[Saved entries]
BEGIN
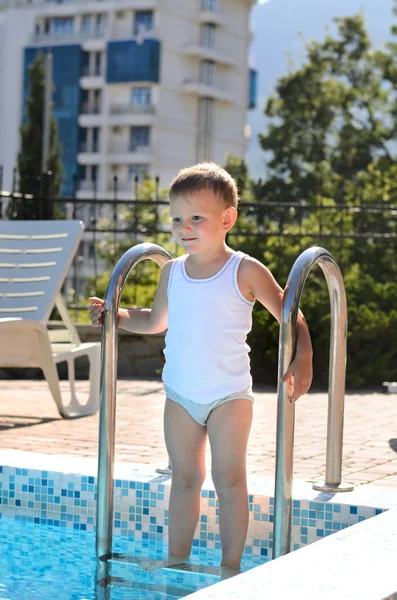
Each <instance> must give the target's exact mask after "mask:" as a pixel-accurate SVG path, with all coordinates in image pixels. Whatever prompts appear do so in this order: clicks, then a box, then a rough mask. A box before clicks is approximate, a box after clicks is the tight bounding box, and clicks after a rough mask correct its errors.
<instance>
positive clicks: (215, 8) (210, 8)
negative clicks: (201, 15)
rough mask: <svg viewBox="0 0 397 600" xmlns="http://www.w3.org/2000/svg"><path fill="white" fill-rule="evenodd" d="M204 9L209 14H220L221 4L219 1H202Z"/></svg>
mask: <svg viewBox="0 0 397 600" xmlns="http://www.w3.org/2000/svg"><path fill="white" fill-rule="evenodd" d="M202 7H203V10H208V11H209V12H218V10H219V3H218V0H202Z"/></svg>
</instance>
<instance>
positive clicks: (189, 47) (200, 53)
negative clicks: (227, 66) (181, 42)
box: [185, 42, 237, 67]
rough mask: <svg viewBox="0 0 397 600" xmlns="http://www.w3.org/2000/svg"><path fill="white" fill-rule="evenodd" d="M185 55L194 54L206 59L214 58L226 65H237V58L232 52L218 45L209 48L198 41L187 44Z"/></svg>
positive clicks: (230, 66) (189, 54) (202, 58)
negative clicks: (233, 55) (232, 55)
mask: <svg viewBox="0 0 397 600" xmlns="http://www.w3.org/2000/svg"><path fill="white" fill-rule="evenodd" d="M185 55H186V56H193V57H196V58H200V59H204V60H213V61H214V62H218V63H219V64H223V65H226V66H228V67H235V66H237V60H236V59H235V58H233V56H231V54H230V52H227V51H226V50H224V49H220V48H218V47H217V46H215V47H214V48H209V47H208V46H204V45H202V44H200V43H199V42H197V44H194V43H193V44H187V45H186V46H185Z"/></svg>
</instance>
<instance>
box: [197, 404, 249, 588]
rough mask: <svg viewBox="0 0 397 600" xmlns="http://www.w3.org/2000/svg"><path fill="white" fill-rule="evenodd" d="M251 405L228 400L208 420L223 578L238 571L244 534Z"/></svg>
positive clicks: (215, 411) (229, 575)
mask: <svg viewBox="0 0 397 600" xmlns="http://www.w3.org/2000/svg"><path fill="white" fill-rule="evenodd" d="M251 422H252V402H251V401H250V400H231V401H230V402H226V403H225V404H222V405H221V406H218V408H216V409H215V410H214V411H213V412H212V413H211V414H210V416H209V419H208V423H207V430H208V436H209V440H210V444H211V454H212V479H213V481H214V485H215V489H216V492H217V495H218V498H219V528H220V535H221V542H222V564H221V567H224V571H225V577H227V576H230V574H232V573H233V572H234V574H237V573H238V572H239V570H240V562H241V556H242V553H243V551H244V546H245V540H246V537H247V530H248V518H249V510H248V492H247V475H246V454H247V443H248V437H249V432H250V429H251Z"/></svg>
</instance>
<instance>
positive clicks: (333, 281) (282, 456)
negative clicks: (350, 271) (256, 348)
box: [273, 246, 353, 558]
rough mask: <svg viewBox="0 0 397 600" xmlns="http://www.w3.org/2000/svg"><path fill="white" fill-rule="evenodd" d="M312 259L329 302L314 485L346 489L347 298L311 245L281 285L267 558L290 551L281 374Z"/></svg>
mask: <svg viewBox="0 0 397 600" xmlns="http://www.w3.org/2000/svg"><path fill="white" fill-rule="evenodd" d="M315 264H318V265H319V266H320V267H321V269H322V271H323V273H324V275H325V279H326V281H327V286H328V291H329V296H330V304H331V341H330V361H329V389H328V425H327V459H326V473H325V483H324V482H321V483H318V484H315V485H314V486H313V487H314V489H316V490H321V491H325V492H333V493H336V492H347V491H351V490H352V489H353V486H352V485H350V484H347V483H342V481H341V478H342V445H343V412H344V394H345V374H346V338H347V302H346V293H345V288H344V285H343V278H342V274H341V272H340V270H339V267H338V265H337V263H336V262H335V260H334V258H333V257H332V255H331V254H330V253H329V252H328V251H327V250H325V249H324V248H319V247H316V246H315V247H313V248H309V249H308V250H306V251H305V252H303V253H302V254H301V255H300V256H299V257H298V258H297V260H296V261H295V263H294V265H293V267H292V269H291V272H290V275H289V277H288V280H287V284H286V287H285V291H284V299H283V306H282V311H281V318H280V338H279V365H278V409H277V441H276V481H275V498H274V530H273V558H277V557H279V556H281V555H283V554H286V553H287V552H289V551H290V546H291V527H292V522H291V521H292V479H293V451H294V422H295V404H294V403H292V402H290V401H289V399H288V382H284V383H283V382H282V381H281V379H282V377H283V375H284V373H285V372H286V370H287V368H288V367H289V365H290V364H291V361H292V360H293V358H294V355H295V350H296V339H297V318H298V311H299V304H300V299H301V296H302V292H303V288H304V285H305V282H306V279H307V276H308V275H309V273H310V271H311V269H312V267H313V266H314V265H315Z"/></svg>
END
> [TASK DESCRIPTION]
Would you reproduce, exactly and with nothing added, every line from the beginning of the entries above through the line that contains "405L228 400L208 420L223", both included, leaving out the pictures?

> [RESPONSE BOX]
Each <instance> must give the target's exact mask after "mask:" as a pixel-accurate SVG path, with all coordinates in image pixels. Whatever prompts appear do so in this order: clicks, then a box, then a rough mask. A box before clicks is approximate, a box after clicks is the tight bounding box, and clicks after a rough mask correct its errors.
<instance>
positive clicks: (215, 8) (210, 8)
negative clicks: (201, 15)
rough mask: <svg viewBox="0 0 397 600" xmlns="http://www.w3.org/2000/svg"><path fill="white" fill-rule="evenodd" d="M204 9L209 14H220L221 4L219 1H202Z"/></svg>
mask: <svg viewBox="0 0 397 600" xmlns="http://www.w3.org/2000/svg"><path fill="white" fill-rule="evenodd" d="M202 7H203V10H208V11H209V12H218V10H219V3H218V0H202Z"/></svg>
</instance>
<instance>
positive clicks: (189, 47) (200, 53)
negative clicks: (227, 66) (181, 42)
box: [185, 42, 237, 67]
rough mask: <svg viewBox="0 0 397 600" xmlns="http://www.w3.org/2000/svg"><path fill="white" fill-rule="evenodd" d="M185 55L194 54L206 59L214 58L226 65H237V58L232 52L218 45L209 48L198 41L187 44Z"/></svg>
positive clicks: (230, 66) (189, 54) (202, 58)
negative clicks: (233, 55) (232, 55)
mask: <svg viewBox="0 0 397 600" xmlns="http://www.w3.org/2000/svg"><path fill="white" fill-rule="evenodd" d="M185 55H186V56H193V57H196V58H200V59H204V60H213V61H214V62H218V63H219V64H223V65H226V66H228V67H235V66H237V60H236V59H235V58H233V56H231V54H230V52H227V51H226V50H224V49H220V48H218V47H217V46H215V47H214V48H209V47H208V46H204V45H202V44H200V43H199V42H197V44H194V43H193V44H187V45H186V46H185Z"/></svg>
</instance>
<instance>
box: [197, 404, 249, 588]
rough mask: <svg viewBox="0 0 397 600" xmlns="http://www.w3.org/2000/svg"><path fill="white" fill-rule="evenodd" d="M251 405L228 400L208 420L223 578L238 571L244 534Z"/></svg>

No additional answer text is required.